### [INSTRUCCIONES DE LA TAREA]
Cuenta las líneas del material que contienen la cadena "police" y da solo el número.

### [DATOS DE ORIGEN]
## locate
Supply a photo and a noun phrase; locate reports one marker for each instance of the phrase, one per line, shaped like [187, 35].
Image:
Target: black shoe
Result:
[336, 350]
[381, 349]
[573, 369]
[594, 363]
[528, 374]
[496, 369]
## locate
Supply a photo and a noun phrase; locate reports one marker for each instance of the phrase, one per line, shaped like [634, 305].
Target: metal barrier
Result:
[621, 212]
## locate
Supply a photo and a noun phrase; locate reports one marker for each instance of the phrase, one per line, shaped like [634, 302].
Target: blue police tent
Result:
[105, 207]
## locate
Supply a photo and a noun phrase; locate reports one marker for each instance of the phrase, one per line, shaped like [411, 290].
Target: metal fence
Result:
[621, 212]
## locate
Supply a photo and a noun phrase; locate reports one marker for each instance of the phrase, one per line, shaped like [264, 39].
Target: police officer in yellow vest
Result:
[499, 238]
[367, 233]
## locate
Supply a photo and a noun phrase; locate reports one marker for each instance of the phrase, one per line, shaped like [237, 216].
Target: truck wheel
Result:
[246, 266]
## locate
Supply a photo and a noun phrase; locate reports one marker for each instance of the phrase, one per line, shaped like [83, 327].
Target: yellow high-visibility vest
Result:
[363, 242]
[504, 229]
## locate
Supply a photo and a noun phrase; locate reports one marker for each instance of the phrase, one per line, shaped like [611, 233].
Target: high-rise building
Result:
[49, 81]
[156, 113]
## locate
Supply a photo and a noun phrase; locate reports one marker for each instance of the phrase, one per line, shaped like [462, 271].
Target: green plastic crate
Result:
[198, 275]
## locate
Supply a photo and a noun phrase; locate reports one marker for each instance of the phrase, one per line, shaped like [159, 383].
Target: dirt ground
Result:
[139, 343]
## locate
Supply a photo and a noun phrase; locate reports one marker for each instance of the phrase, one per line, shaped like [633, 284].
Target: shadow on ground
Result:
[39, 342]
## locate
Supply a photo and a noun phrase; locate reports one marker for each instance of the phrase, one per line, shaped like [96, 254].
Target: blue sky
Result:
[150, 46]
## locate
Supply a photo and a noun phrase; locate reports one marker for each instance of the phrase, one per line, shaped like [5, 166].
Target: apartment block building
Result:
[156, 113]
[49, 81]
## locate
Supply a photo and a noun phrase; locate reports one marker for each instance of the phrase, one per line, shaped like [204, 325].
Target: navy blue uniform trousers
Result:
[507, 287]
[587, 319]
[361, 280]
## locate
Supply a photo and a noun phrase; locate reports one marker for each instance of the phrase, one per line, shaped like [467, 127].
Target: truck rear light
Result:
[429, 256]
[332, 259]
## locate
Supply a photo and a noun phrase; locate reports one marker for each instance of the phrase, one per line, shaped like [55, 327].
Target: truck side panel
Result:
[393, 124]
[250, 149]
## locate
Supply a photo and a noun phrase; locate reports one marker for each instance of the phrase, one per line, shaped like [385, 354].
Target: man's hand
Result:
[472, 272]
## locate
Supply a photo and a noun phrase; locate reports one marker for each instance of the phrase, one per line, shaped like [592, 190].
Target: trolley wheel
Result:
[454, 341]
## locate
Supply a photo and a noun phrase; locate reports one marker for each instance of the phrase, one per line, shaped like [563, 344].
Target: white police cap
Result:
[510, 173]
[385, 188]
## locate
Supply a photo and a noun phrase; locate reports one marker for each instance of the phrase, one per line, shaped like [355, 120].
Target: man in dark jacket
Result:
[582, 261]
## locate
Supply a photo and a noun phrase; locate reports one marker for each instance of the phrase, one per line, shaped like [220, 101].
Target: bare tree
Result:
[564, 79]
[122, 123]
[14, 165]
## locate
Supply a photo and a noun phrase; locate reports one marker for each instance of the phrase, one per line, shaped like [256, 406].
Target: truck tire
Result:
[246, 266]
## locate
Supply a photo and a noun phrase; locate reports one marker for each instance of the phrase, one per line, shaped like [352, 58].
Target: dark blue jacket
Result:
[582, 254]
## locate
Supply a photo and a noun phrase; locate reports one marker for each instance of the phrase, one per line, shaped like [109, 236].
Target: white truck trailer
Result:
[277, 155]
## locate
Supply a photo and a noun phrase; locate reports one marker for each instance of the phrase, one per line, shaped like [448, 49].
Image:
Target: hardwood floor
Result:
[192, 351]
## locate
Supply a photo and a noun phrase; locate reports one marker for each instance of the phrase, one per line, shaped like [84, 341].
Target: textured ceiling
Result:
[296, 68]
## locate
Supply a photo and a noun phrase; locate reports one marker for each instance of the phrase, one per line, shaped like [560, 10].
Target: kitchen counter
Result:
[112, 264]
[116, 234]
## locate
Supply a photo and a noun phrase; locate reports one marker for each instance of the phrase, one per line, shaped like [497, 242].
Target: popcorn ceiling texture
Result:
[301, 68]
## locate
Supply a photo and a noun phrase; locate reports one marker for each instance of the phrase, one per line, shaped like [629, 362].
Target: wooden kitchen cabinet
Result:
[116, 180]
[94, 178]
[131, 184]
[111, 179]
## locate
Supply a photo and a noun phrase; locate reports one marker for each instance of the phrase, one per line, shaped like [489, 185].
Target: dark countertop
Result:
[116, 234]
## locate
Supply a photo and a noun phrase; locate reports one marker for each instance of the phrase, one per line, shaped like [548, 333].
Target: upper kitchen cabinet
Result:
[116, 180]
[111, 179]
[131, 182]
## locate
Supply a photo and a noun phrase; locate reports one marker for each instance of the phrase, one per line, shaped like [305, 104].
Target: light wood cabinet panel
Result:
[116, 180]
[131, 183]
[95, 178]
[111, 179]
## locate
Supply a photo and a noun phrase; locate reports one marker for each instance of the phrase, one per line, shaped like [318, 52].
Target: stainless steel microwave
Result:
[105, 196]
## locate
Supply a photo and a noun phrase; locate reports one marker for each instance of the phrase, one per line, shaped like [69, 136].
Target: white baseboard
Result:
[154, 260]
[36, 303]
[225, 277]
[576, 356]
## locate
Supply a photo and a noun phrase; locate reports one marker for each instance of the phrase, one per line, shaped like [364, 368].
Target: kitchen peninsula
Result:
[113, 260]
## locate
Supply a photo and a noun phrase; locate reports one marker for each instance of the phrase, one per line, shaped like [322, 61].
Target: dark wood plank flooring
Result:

...

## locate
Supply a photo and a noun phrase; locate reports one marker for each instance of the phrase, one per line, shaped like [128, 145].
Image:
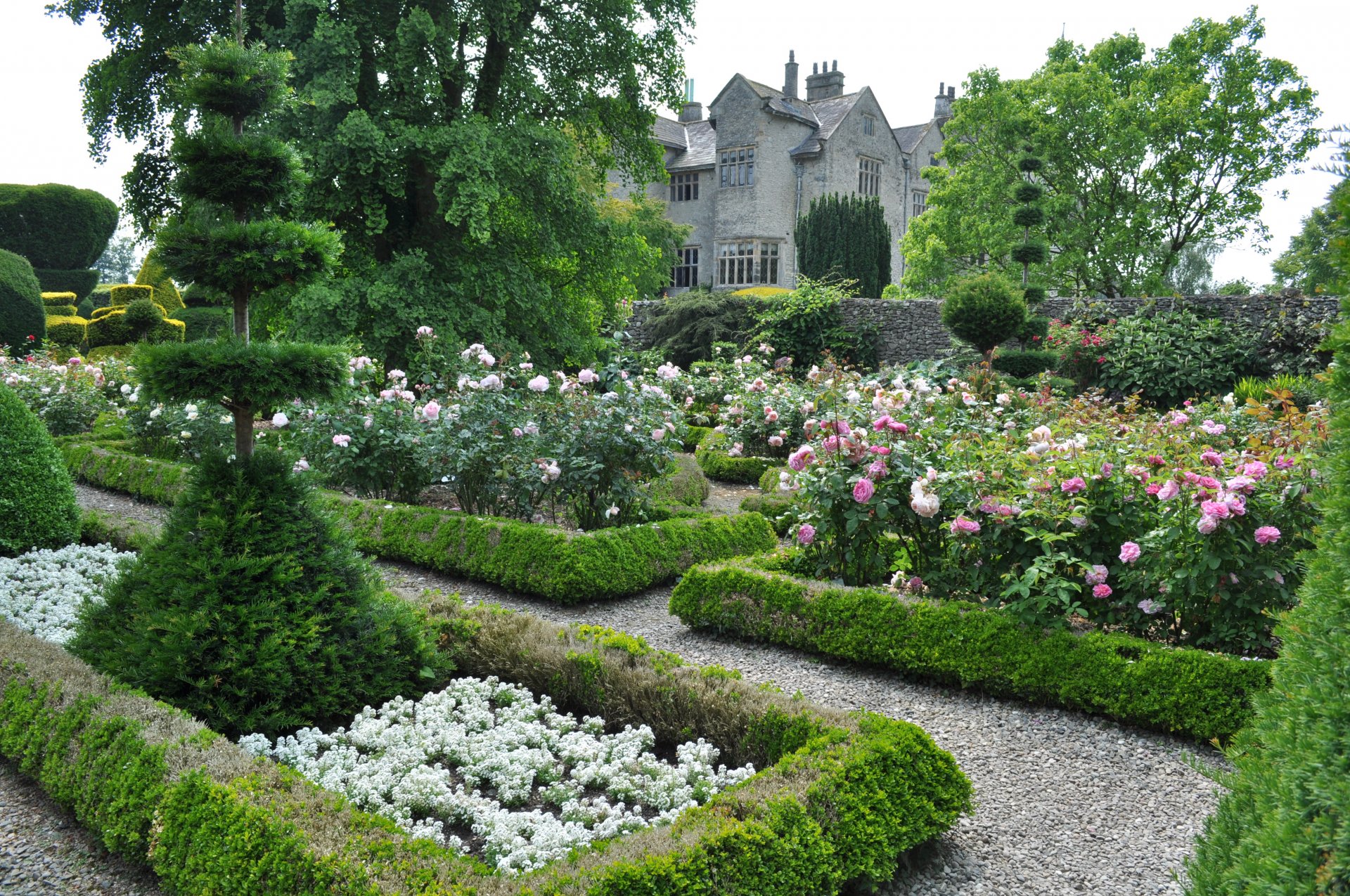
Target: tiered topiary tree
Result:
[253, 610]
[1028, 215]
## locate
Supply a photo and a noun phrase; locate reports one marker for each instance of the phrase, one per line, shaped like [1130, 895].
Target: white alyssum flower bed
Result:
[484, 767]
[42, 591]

### [RESPUESTA]
3